• Excerpted passage
Thursday, January 30, 2014


Boot Key Harbor, Marathon, Florida

Please excuse the fuzzy picture above.  It was taken at 100x zoom from the deck of a moving boat.   What you see appears to be a plastic shopping bag that blew in the wind and managed to snag on the top of the mast of a sailboat.  Imagine how improbable that was.

The bag would interfere with instruments up there, and conceivably could break the radio antenna.   The owner of this boat is old and heavy and unable to climb his mast.  He had to ask for help on the net.  (Help which he got within 10 minutes, more cruisers helping cruisers.)   My point today though is that this skipper was unprepared for this contingency.

Some bad things happen so often, and some equipment breaks so often, that most of us are well prepared to deal with it.   Other things happen less often.  Given enough time, even wildly improbable things might happen to you.  The best seamen are prepared for even unlikely things.

I just bought new navigation lights for the dinghy.  But then I realized that they could provide backups in case Tarwathie's navigation lights fail at sea.  That contingency has happened at least twice that I can think of.  I was able to accomplish repairs in both cases, but now I have another trick in my bag for that remote contingency.

I just put on a new tiller and blogged about that.  But while the tiller was dismounted for work, it made me think how difficult it would be to make a backup tiller if the first one broke.   I discovered that two 2x4 pieces of wood, 6 feet long will do the job.  I carry those 2x4s on deck, I have no other place for them.  

I also bought a new product at Home Depot, called Flexseal.  It is a high-tech fabric wrap using carbon fibers and epoxy.  It claims to be super strong and useful for repairs.  It might splice a broken tiller, or a bowsprit, or a spinnaker pole, or even a mast.  I'm not really sure how strong it is.  But I will carry it on board as part of my kit of tricks for meeting unforeseen contingencies.

• Exercise 1
Quote the sailing post from "The bag would" up to and including "for this contingency.".

• Supplied records
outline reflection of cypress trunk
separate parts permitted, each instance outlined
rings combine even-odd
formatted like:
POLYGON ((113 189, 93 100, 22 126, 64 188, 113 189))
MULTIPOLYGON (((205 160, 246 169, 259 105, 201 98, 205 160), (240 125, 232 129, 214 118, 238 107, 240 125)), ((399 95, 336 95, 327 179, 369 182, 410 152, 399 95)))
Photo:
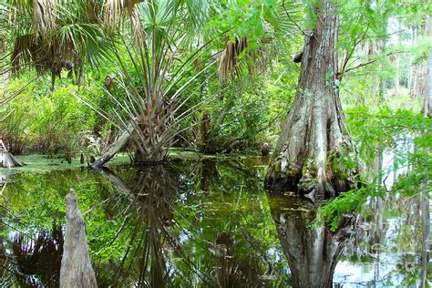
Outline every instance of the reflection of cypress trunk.
MULTIPOLYGON (((109 170, 98 171, 119 191, 128 195, 131 203, 123 211, 125 215, 130 214, 132 221, 132 223, 126 222, 133 227, 128 236, 129 249, 122 256, 122 263, 117 271, 118 278, 113 285, 129 283, 129 273, 135 270, 139 276, 131 281, 134 285, 172 286, 166 250, 167 247, 178 249, 177 240, 168 229, 174 219, 172 202, 178 186, 175 178, 160 164, 141 167, 130 185, 109 170)), ((126 229, 124 232, 128 231, 126 229)))
POLYGON ((299 88, 266 176, 266 186, 301 194, 355 188, 356 159, 337 93, 336 9, 328 0, 315 7, 316 27, 305 36, 299 88))
MULTIPOLYGON (((432 16, 427 17, 427 35, 432 36, 432 16)), ((427 54, 427 71, 426 73, 426 91, 421 113, 426 117, 432 115, 432 49, 427 54)))
POLYGON ((293 287, 332 287, 334 268, 347 239, 348 228, 332 232, 311 229, 316 207, 296 197, 269 199, 272 217, 288 259, 293 287))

• Exercise 2
Lay out the listing as a numbered list, from its first line up to and including the line with "POLYGON ((299 88, 266". Skip blank lines and leave out the pictures.

• Reply 1
The bag would interfere with instruments up there, and conceivably could break the radio antenna.   The owner of this boat is old and heavy and unable to climb his mast.  He had to ask for help on the net.  (Help which he got within 10 minutes, more cruisers helping cruisers.)   My point today though is that this skipper was unprepared for this contingency.

• Reply 2
1. outline reflection of cypress trunk
2. separate parts permitted, each instance outlined
3. rings combine even-odd
4. formatted like:
5. POLYGON ((113 189, 93 100, 22 126, 64 188, 113 189))
6. MULTIPOLYGON (((205 160, 246 169, 259 105, 201 98, 205 160), (240 125, 232 129, 214 118, 238 107, 240 125)), ((399 95, 336 95, 327 179, 369 182, 410 152, 399 95)))
7. Photo:
8. Outline every instance of the reflection of cypress trunk.
9. MULTIPOLYGON (((109 170, 98 171, 119 191, 128 195, 131 203, 123 211, 125 215, 130 214, 132 221, 132 223, 126 222, 133 227, 128 236, 129 249, 122 256, 122 263, 117 271, 118 278, 113 285, 129 283, 129 273, 135 270, 139 276, 131 281, 134 285, 172 286, 166 250, 167 247, 178 249, 177 240, 168 229, 174 219, 172 202, 178 186, 175 178, 160 164, 141 167, 130 185, 109 170)), ((126 229, 124 232, 128 231, 126 229)))
10. POLYGON ((299 88, 266 176, 266 186, 301 194, 355 188, 356 159, 337 93, 336 9, 328 0, 315 7, 316 27, 305 36, 299 88))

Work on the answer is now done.